Wonder is the beginning of the kind of natural wisdom
which a philosopher like Aristotle regards as the ultimate goal of human inquiry.
But the supernatural wisdom of which Scripture speaks begins with the fear of God
and comes to man not through his efforts at learning, but only as a divine gift.
"If any of you lack wisdom," Saint James declares,
"let him ask God, that giveth to all men liberally and upbraideth not; and it shall be given him."
It is wrong for a man to take pride in his own learning but, according to Pascal, "
the proper place for pride is in wisdom, for it cannot be granted to a man that he has made himself wise ...
God alone gives wisdom, and that is why Qui gloriatur, in Domino glorietur."
The theologians dwell at length on the text of the Psalmist that
"the fear of the Lord is the beginning of wisdom."
Enumerating seven steps to wisdom, Augustine writes:
"First of all, it is necessary that we should be led by the fearof God to seek the knowledge of His will,
what He commands us to desire and what to avoid.
Now this fear will of necessity excite in us the thought of our mortality and of the death that is before us,
and crucify all the motions of pride as if our flesh were nailed to the tree."
Then in succession come the steps of piety, knowledge, resolution, counsel, purification of heart;
and, finally, the "holy man will be so single and so pure in heart that he will not step aside from the truth,
either for the sake of pleasing men or with a view to avoid any of the annoyances which beset this life.
Such a man ascends to wisdom, which is the seventh and the last step, and which he enjoys in peace and tranquility."
Only the wisdom which begins with faith, according to Aquinas, also begins with fear.
"A thing may be called the beginning of wisdom in two ways," he explains;
"in one way, because it is the beginning of wisdom itself as to its essence;
in another way, as to its effect.
Thus the beginning of an art as to its essence consists in the principles from which that art proceeds,
while the beginning of an art as to its effect is that wherefrom it begins to operate."
Aquinas then points out that wisdom is considered by theologians
"in one way, and in another way by philosophers."
As the wisdom of the philosophers does not begin with articles of faith but with axioms of reason,
so it does not begin with fear but with wonder.
The wisdom of the philosophers and the wisdom of the religious both consist in knowledge of divine things,
but "wisdom, as we look at it," Aquinas writes, "is considered not only as being cognizant of God,
as it is with the philosophers, but also as directing human conduct,
since this is directed not only by the human law, but by the divine law ...
Accordingly the beginning of wisdom as to its essence consists in the first principles of wisdom, i.e.,
the articles of faith, and in this sense faith is said to be the beginning of wisdom.
But as regards the effect, the beginning of wisdom is the point where wisdom begins to work,
and in this way fear is the beginning of wisdom, yet servile fear in one way and filial fear in another.

MATERIAL:
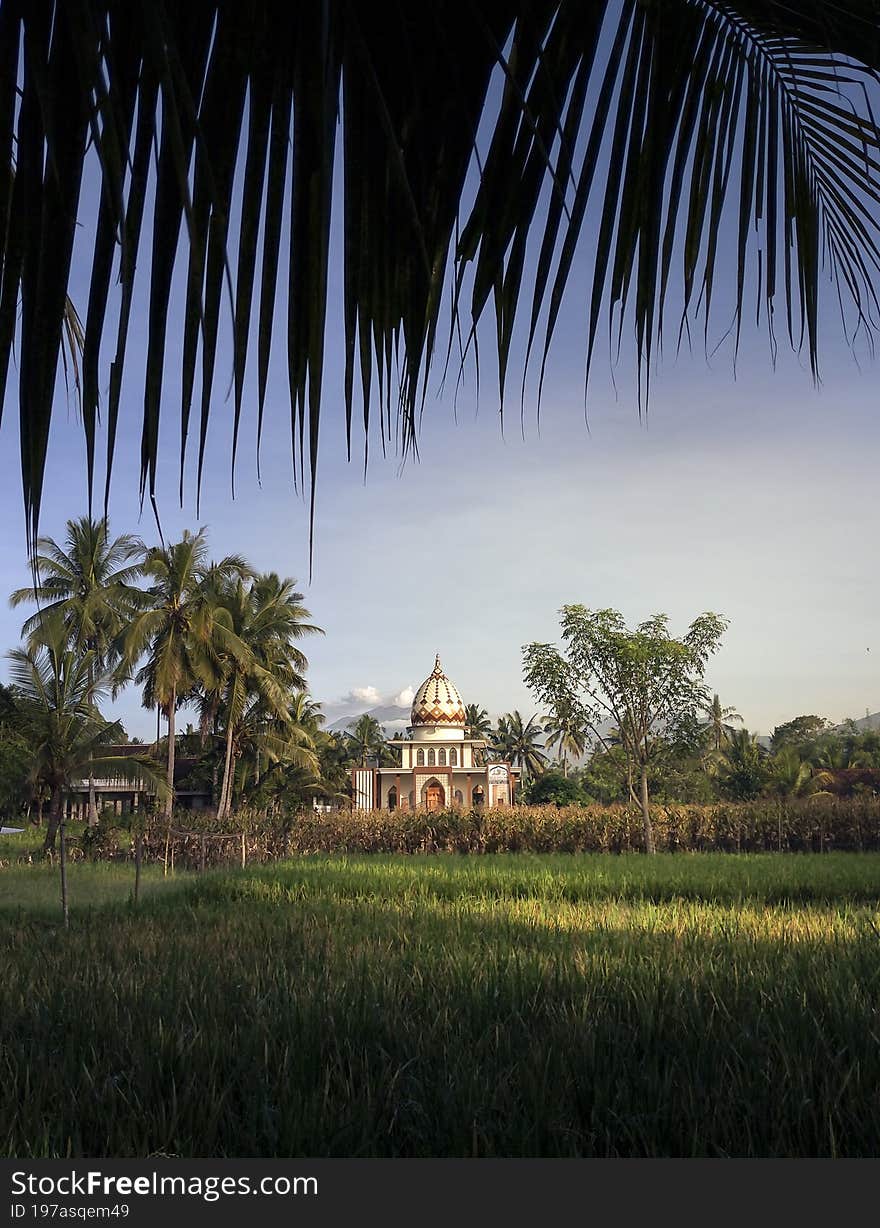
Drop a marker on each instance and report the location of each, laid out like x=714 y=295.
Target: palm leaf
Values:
x=644 y=154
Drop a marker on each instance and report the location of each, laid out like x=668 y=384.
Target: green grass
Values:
x=447 y=1006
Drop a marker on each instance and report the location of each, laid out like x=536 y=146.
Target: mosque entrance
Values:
x=433 y=797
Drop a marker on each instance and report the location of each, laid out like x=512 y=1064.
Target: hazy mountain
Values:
x=870 y=721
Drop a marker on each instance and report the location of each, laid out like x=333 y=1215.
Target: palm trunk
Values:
x=169 y=800
x=92 y=804
x=646 y=809
x=54 y=820
x=225 y=797
x=64 y=876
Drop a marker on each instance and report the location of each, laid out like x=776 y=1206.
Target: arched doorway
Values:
x=433 y=795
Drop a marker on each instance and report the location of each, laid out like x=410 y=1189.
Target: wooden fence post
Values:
x=139 y=840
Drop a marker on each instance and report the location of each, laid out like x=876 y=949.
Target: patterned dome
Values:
x=437 y=701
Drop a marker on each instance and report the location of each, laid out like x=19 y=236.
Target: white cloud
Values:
x=363 y=695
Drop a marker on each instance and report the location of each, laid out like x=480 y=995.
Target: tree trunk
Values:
x=169 y=800
x=64 y=876
x=225 y=795
x=54 y=820
x=646 y=809
x=139 y=846
x=92 y=806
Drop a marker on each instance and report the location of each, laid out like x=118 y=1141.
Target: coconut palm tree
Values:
x=744 y=152
x=518 y=742
x=57 y=691
x=788 y=775
x=565 y=731
x=254 y=633
x=366 y=739
x=718 y=725
x=90 y=585
x=265 y=743
x=478 y=721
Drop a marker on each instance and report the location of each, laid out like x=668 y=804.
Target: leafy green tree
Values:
x=554 y=787
x=176 y=630
x=718 y=725
x=646 y=682
x=90 y=585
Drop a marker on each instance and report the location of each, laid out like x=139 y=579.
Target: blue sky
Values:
x=750 y=495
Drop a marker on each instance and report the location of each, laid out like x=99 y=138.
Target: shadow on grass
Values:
x=217 y=1024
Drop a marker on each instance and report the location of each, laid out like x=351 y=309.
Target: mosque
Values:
x=440 y=765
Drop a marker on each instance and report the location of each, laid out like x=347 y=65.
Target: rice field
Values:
x=689 y=1005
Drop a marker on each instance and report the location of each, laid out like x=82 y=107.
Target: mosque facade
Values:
x=440 y=765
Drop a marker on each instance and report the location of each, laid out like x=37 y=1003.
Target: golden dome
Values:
x=437 y=701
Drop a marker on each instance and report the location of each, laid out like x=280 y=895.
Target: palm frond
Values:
x=674 y=160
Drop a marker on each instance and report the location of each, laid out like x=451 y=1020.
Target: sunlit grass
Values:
x=444 y=1006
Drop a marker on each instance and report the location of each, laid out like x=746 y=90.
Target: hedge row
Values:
x=820 y=824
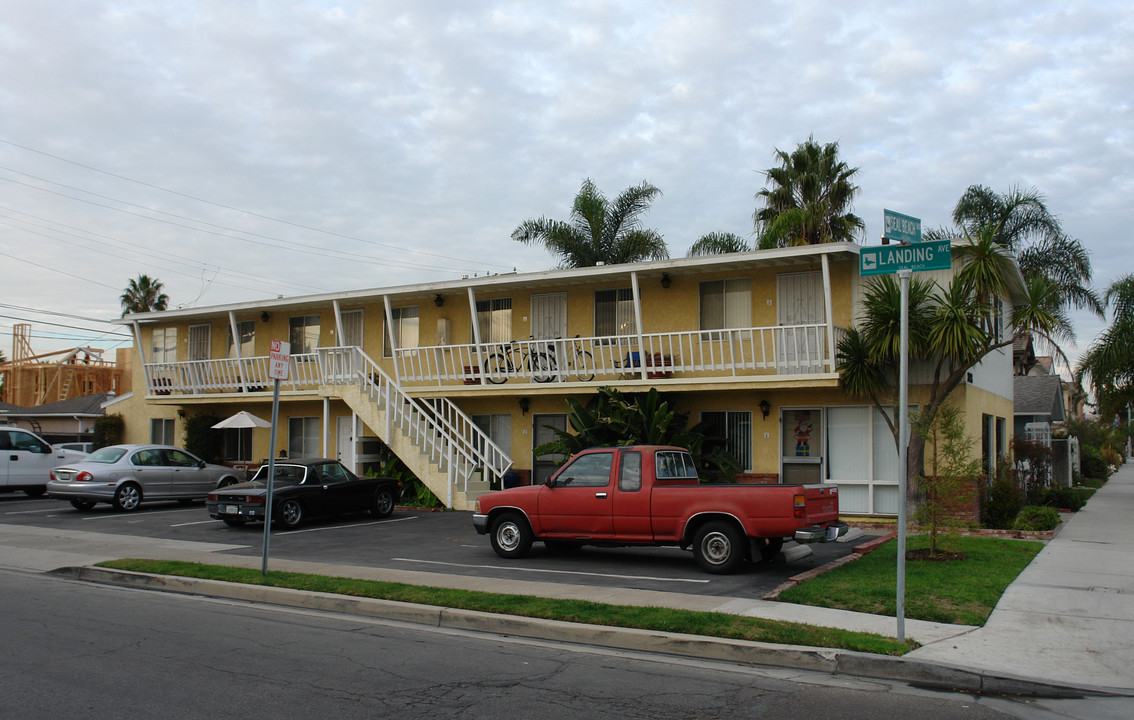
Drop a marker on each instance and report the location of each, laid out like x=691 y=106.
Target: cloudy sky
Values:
x=239 y=150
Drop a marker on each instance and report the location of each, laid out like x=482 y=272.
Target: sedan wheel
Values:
x=127 y=498
x=289 y=514
x=383 y=502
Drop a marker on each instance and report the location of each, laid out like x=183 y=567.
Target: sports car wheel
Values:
x=510 y=536
x=289 y=514
x=383 y=502
x=127 y=498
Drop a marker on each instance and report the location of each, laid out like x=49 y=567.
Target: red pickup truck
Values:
x=651 y=496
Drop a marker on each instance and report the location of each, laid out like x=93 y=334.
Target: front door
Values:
x=543 y=428
x=345 y=449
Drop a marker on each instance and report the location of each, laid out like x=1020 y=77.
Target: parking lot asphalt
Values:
x=415 y=540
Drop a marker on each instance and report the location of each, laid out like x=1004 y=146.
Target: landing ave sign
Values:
x=889 y=259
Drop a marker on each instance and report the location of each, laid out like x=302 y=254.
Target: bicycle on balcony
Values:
x=542 y=365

REQUIRED ACTIONS:
- 1) Translate this sentence from the passage on wisdom into Spanish: "Only the wisdom which begins with faith, according to Aquinas, also begins with fear."
- 2) In the passage on wisdom, what does the wisdom of the philosophers begin with instead of fear?
- 3) Summarize the passage on wisdom in two sentences.
The records are separate material and are unrelated to the passage on wisdom.

FINAL RESULTS:
- 1) Según Aquino, solo la sabiduría que comienza con la fe comienza también con el temor.

- 2) It begins with wonder.

- 3) Natural wisdom, which philosophers like Aristotle regard as the goal of human inquiry, begins with wonder, while the supernatural wisdom of Scripture begins with the fear of God and comes only as a divine gift. Aquinas holds that the beginning of wisdom as to its essence is faith, while its beginning as to its effect is fear.